Work required
Given these entries, repeat exactly the lines starting with the one that has "Reviewer note: every instance of the sunset" and going on through the one that has "Reviewer note: every instance of the bride's", both included, but none of the pictures.

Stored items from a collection
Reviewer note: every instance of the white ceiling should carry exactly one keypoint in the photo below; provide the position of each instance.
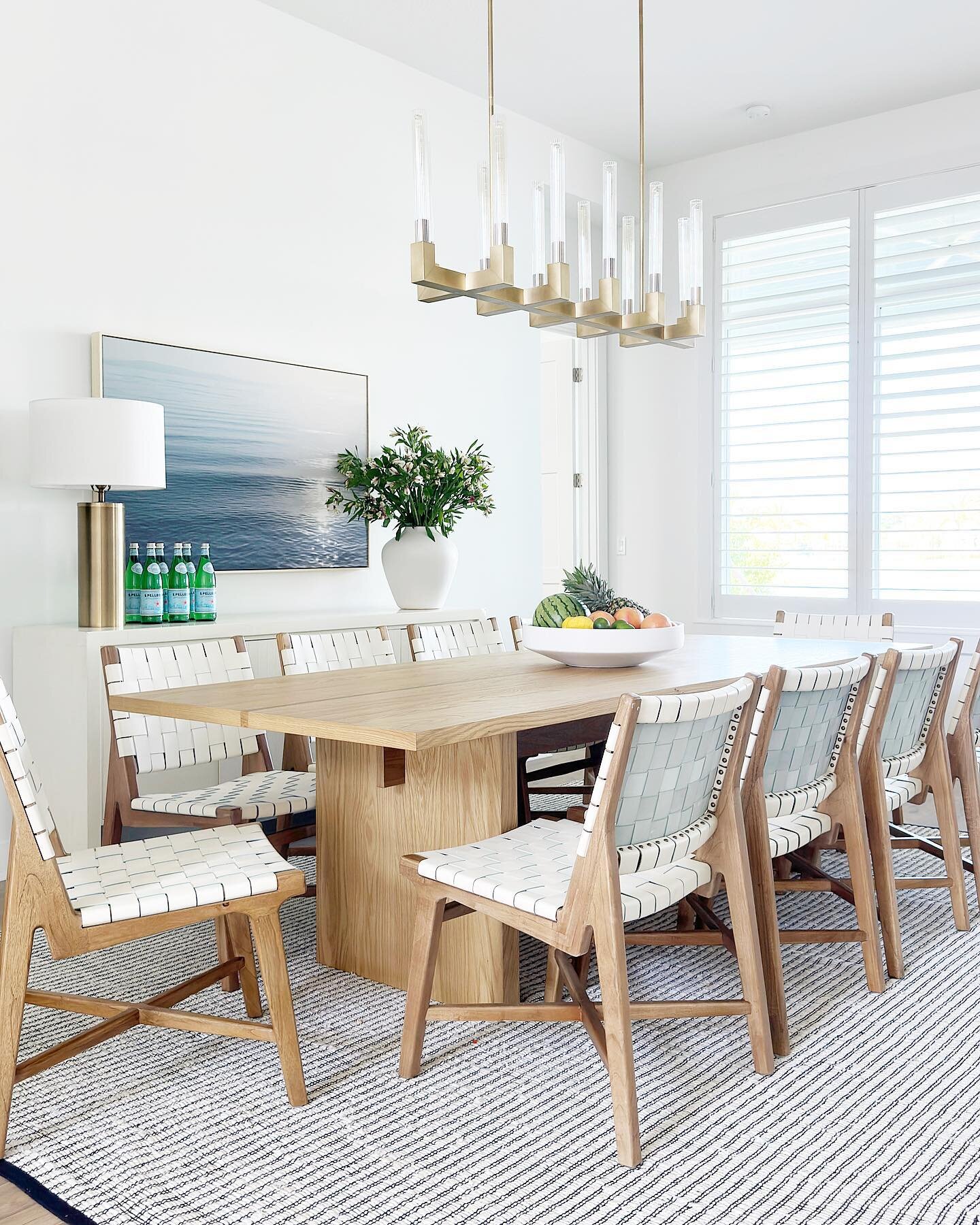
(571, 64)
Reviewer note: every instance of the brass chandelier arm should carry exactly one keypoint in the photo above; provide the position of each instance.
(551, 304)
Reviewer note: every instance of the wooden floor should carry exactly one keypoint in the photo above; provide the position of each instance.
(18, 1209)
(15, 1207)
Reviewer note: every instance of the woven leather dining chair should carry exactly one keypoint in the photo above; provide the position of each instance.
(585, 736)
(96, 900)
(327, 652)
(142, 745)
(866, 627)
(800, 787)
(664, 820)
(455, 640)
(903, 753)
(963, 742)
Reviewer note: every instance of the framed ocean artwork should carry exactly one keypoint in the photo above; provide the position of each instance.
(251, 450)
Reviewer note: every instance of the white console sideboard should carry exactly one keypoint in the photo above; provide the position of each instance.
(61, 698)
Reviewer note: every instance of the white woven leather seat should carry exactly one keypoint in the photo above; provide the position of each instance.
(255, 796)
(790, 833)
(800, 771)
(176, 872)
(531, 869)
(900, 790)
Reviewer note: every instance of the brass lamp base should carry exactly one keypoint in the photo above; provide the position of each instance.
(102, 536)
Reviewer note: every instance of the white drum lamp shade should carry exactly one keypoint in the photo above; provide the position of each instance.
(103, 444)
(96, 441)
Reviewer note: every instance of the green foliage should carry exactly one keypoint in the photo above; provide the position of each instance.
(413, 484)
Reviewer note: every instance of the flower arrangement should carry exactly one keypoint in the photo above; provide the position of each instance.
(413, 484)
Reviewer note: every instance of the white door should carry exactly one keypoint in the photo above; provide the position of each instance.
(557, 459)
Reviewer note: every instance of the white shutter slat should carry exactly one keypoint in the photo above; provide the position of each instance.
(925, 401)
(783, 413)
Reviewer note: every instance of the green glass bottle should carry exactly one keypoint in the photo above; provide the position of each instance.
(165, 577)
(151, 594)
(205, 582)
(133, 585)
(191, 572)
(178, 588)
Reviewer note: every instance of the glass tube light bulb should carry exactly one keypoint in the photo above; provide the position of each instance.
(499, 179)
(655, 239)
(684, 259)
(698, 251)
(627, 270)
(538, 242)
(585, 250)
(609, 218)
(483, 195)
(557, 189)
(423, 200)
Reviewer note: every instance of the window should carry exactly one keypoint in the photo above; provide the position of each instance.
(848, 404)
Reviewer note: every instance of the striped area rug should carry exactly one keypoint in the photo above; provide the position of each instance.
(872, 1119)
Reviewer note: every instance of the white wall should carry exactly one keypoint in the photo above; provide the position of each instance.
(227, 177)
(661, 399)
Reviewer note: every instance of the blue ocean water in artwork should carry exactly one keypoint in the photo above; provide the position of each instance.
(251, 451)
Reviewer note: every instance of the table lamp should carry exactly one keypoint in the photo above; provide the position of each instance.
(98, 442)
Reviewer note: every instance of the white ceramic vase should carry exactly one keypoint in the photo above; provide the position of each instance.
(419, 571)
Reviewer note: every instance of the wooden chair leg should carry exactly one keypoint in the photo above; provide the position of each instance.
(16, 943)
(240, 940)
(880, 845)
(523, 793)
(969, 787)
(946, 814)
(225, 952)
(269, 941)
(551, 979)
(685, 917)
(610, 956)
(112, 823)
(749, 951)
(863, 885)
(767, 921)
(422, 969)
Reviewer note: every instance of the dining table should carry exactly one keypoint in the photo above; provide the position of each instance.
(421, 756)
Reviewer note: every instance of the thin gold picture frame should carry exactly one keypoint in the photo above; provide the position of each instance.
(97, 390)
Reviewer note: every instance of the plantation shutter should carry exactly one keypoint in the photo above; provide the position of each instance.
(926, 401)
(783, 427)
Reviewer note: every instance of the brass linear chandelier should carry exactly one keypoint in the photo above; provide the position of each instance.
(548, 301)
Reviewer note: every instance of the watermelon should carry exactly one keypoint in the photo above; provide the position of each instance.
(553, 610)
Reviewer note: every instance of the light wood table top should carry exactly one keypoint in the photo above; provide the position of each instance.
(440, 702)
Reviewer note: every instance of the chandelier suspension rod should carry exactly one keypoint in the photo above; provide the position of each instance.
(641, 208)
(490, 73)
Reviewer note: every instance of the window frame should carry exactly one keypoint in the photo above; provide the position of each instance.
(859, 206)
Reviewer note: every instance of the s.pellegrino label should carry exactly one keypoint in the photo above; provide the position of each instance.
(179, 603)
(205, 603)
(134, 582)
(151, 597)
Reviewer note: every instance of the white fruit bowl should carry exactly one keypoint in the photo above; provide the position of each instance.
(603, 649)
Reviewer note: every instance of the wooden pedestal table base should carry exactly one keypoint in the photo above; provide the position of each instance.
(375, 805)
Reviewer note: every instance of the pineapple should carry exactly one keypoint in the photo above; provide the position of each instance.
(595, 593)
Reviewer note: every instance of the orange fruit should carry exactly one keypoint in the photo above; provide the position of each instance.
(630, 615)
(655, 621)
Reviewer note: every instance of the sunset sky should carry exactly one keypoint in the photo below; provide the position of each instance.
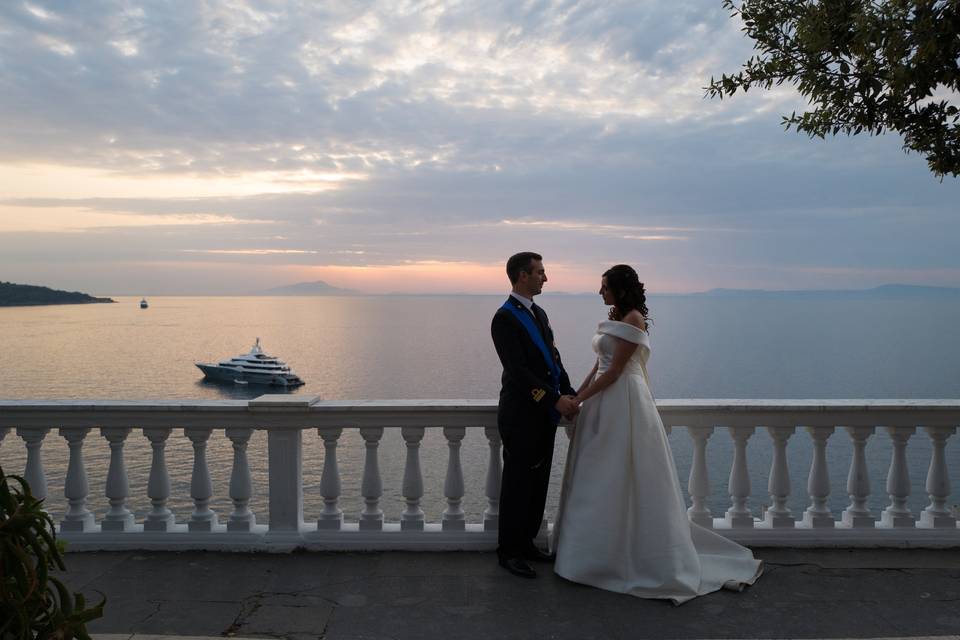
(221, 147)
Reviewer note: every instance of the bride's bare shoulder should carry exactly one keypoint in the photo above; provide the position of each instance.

---

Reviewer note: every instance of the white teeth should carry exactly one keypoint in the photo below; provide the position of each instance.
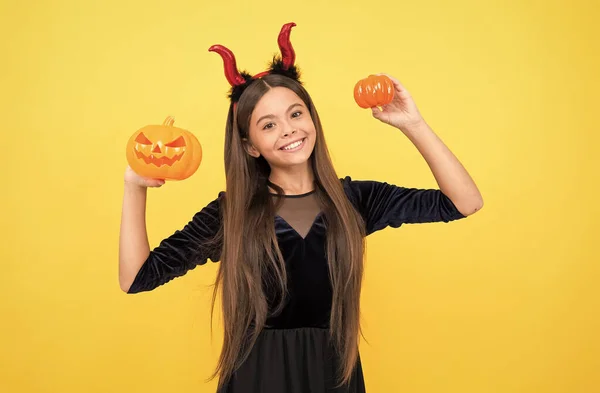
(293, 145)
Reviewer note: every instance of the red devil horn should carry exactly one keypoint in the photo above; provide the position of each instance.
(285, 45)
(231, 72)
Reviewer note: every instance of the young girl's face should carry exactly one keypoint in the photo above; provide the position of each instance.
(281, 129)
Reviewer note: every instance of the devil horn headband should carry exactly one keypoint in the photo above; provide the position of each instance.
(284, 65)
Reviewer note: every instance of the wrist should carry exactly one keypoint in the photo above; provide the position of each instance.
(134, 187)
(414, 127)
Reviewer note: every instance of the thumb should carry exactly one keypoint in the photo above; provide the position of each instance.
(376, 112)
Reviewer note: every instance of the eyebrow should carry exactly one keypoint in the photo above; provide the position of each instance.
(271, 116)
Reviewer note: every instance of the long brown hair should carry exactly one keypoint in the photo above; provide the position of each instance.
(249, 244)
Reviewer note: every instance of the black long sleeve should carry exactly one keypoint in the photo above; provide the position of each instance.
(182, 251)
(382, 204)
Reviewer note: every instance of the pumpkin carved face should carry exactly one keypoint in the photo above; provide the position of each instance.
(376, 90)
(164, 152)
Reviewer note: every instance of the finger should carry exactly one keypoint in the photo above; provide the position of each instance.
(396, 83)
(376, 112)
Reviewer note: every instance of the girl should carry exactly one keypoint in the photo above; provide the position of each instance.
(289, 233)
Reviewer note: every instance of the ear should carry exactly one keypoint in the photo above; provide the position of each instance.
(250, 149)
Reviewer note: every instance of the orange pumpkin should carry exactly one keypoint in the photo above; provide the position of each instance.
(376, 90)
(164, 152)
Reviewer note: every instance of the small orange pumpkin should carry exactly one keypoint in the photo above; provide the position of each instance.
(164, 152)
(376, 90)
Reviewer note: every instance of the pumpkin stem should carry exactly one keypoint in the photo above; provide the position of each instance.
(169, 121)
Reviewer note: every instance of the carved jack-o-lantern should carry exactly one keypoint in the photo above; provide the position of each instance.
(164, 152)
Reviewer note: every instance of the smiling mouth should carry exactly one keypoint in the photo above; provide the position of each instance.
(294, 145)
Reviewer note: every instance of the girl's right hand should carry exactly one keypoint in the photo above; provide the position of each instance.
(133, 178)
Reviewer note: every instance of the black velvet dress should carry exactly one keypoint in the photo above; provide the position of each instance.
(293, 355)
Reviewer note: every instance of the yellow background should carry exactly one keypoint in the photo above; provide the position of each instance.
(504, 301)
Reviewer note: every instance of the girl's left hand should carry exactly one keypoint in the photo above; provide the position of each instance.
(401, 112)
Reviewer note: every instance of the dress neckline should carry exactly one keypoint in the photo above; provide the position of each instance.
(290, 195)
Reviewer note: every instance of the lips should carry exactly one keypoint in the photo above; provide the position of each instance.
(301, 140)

* * *

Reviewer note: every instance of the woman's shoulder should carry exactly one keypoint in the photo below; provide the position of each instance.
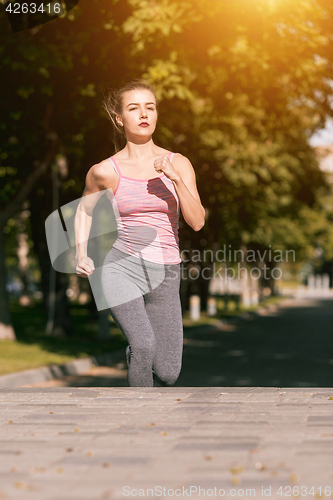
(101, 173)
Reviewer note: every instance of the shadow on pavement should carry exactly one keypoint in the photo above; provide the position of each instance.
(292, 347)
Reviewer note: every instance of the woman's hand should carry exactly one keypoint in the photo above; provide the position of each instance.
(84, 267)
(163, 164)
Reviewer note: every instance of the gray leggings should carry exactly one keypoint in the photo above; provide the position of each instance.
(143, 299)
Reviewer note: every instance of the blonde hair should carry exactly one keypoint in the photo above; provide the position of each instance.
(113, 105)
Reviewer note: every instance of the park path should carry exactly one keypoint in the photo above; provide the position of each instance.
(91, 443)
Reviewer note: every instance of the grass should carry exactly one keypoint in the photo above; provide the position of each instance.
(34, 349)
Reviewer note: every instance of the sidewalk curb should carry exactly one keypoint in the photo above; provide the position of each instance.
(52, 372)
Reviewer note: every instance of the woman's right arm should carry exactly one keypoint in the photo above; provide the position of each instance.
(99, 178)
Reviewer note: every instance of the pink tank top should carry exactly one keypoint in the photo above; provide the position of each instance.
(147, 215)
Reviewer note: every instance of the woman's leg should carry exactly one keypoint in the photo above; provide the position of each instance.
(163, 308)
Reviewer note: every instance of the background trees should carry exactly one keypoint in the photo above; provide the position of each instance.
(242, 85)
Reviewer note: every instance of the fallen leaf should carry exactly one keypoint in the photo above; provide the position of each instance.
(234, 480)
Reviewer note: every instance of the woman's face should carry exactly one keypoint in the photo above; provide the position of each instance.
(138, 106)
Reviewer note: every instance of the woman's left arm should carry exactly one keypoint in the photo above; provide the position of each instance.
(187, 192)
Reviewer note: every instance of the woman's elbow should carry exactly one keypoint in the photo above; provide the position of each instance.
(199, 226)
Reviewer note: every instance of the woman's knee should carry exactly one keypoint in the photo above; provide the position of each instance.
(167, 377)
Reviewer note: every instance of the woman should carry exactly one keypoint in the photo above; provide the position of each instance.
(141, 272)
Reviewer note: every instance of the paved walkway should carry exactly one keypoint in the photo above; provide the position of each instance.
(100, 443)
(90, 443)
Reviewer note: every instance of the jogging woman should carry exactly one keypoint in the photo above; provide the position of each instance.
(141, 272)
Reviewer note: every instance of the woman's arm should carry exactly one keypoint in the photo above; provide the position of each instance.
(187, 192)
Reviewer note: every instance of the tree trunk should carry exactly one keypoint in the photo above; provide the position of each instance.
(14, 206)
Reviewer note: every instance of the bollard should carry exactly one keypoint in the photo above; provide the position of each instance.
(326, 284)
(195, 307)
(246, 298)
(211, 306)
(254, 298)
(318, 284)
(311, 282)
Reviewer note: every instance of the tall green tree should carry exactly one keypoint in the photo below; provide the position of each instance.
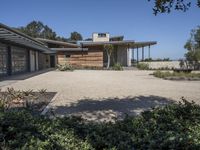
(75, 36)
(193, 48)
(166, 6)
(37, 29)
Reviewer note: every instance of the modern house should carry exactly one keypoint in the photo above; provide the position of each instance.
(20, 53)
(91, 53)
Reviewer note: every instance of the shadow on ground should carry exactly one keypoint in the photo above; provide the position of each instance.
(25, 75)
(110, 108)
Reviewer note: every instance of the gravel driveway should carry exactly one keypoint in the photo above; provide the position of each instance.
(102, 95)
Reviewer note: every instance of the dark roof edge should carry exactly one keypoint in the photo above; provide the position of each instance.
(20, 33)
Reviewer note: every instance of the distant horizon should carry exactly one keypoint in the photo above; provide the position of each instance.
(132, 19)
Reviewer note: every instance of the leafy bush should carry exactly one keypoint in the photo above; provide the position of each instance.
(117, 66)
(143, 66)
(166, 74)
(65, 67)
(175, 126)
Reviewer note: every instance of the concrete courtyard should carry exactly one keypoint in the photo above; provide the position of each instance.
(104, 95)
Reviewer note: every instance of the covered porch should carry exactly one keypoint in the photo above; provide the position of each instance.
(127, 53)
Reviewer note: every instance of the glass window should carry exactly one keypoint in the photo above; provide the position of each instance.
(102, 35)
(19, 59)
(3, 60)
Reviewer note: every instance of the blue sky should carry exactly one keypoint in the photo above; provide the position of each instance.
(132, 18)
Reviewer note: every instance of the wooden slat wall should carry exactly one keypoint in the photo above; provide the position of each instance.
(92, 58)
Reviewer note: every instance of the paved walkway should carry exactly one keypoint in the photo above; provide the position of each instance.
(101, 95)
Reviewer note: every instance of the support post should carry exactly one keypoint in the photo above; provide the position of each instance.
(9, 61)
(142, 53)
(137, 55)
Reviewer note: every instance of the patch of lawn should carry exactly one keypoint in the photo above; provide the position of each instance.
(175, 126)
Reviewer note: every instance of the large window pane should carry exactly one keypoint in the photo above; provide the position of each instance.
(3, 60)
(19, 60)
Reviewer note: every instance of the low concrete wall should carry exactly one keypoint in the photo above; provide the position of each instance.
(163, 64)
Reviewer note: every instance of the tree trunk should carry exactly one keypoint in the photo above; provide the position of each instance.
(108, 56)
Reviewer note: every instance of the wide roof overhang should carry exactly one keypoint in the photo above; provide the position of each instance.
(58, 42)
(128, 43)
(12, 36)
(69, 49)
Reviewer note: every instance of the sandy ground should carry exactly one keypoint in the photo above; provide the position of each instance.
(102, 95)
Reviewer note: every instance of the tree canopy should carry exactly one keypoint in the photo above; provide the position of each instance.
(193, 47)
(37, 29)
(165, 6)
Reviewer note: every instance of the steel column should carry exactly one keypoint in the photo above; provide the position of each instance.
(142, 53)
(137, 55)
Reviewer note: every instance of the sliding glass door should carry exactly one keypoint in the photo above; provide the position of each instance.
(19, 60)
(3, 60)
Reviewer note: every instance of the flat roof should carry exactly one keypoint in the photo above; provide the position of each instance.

Exercise result
Reviewer note: every instance of the sunset sky should carry exactly one keypoint in the photo below; provide the position of each instance.
(221, 147)
Reviewer note: every instance of the bride's bare shoulder should carry exactly one keypoint in the photo above; provide the position of each instance.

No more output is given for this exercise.